Try it - For each record below, output its text exactly and skip any picture.

Collected data entries:
◆ ◆ ◆
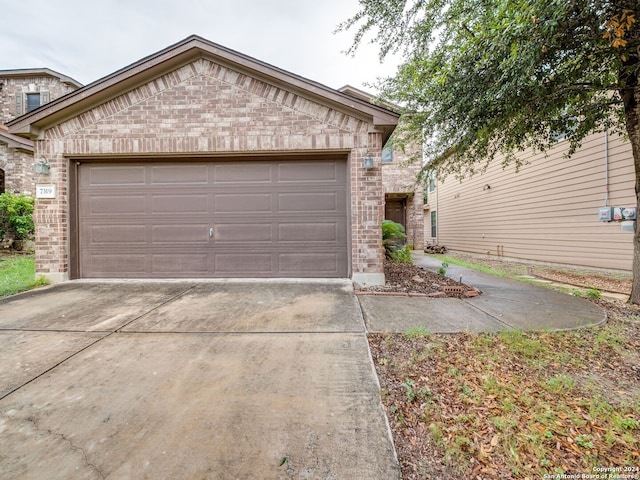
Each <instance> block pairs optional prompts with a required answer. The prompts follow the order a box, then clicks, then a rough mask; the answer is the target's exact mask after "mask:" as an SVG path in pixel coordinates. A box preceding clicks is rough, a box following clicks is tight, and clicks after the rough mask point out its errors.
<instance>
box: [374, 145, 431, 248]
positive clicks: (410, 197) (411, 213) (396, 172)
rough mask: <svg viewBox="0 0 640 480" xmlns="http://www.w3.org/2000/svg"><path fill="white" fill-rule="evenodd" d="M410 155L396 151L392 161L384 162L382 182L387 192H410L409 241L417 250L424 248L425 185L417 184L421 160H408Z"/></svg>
◆ ◆ ◆
Your response -
Each <instance> block pairs optional prompts with a required answer. The prompts follow the order a box, then clicks, then a rough mask; the answer is the target's exact mask after "mask:" as an SVG path in pixel coordinates. A box preceding clicks is rough, a box following clicks is tight, and clicks after the rough mask point out its errors.
<instance>
box: [374, 145, 431, 248]
positive clicks: (410, 197) (411, 213) (396, 172)
rough mask: <svg viewBox="0 0 640 480" xmlns="http://www.w3.org/2000/svg"><path fill="white" fill-rule="evenodd" d="M410 155L396 151L392 161L384 162L382 182L387 192H410L409 241L417 250L424 248L425 185L417 184L421 160H408Z"/></svg>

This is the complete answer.